> **Exercise requirements**:
Retype every line of the records below with no changes, leaving out the pictures.

___ Entries supplied

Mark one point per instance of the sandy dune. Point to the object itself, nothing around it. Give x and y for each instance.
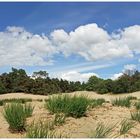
(76, 128)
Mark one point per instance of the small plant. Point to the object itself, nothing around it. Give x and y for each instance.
(59, 119)
(121, 102)
(40, 130)
(1, 103)
(28, 109)
(126, 126)
(102, 131)
(19, 100)
(97, 102)
(39, 100)
(137, 105)
(136, 116)
(15, 116)
(75, 106)
(131, 98)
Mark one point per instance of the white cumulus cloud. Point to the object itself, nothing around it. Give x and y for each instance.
(19, 47)
(75, 76)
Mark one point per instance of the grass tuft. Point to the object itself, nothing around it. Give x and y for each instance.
(96, 102)
(125, 126)
(15, 114)
(40, 130)
(28, 109)
(137, 105)
(135, 116)
(75, 106)
(102, 131)
(122, 102)
(59, 119)
(1, 102)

______

> **Solution for this task**:
Mark one point per instance of the sandy dune. Point to the object itself, nothing around it. Give x and y for each instance.
(76, 128)
Mark one point per instance of the small plant. Point to the object itself, nothing around it. Give x and y for each instance.
(59, 119)
(121, 102)
(40, 130)
(1, 103)
(28, 109)
(126, 126)
(102, 131)
(19, 100)
(97, 102)
(39, 100)
(137, 105)
(136, 116)
(15, 116)
(75, 106)
(131, 98)
Mark one point per instance of the white cumulus cloud. Point to the object itself, nothing around it. Give x and y for each instance.
(19, 47)
(75, 76)
Mark one point per instance of the grass tuft. Point to the object itself, nothing around it. Give x and y for each instance.
(96, 102)
(125, 126)
(15, 114)
(40, 130)
(28, 109)
(137, 105)
(135, 116)
(75, 106)
(102, 131)
(122, 102)
(59, 119)
(1, 102)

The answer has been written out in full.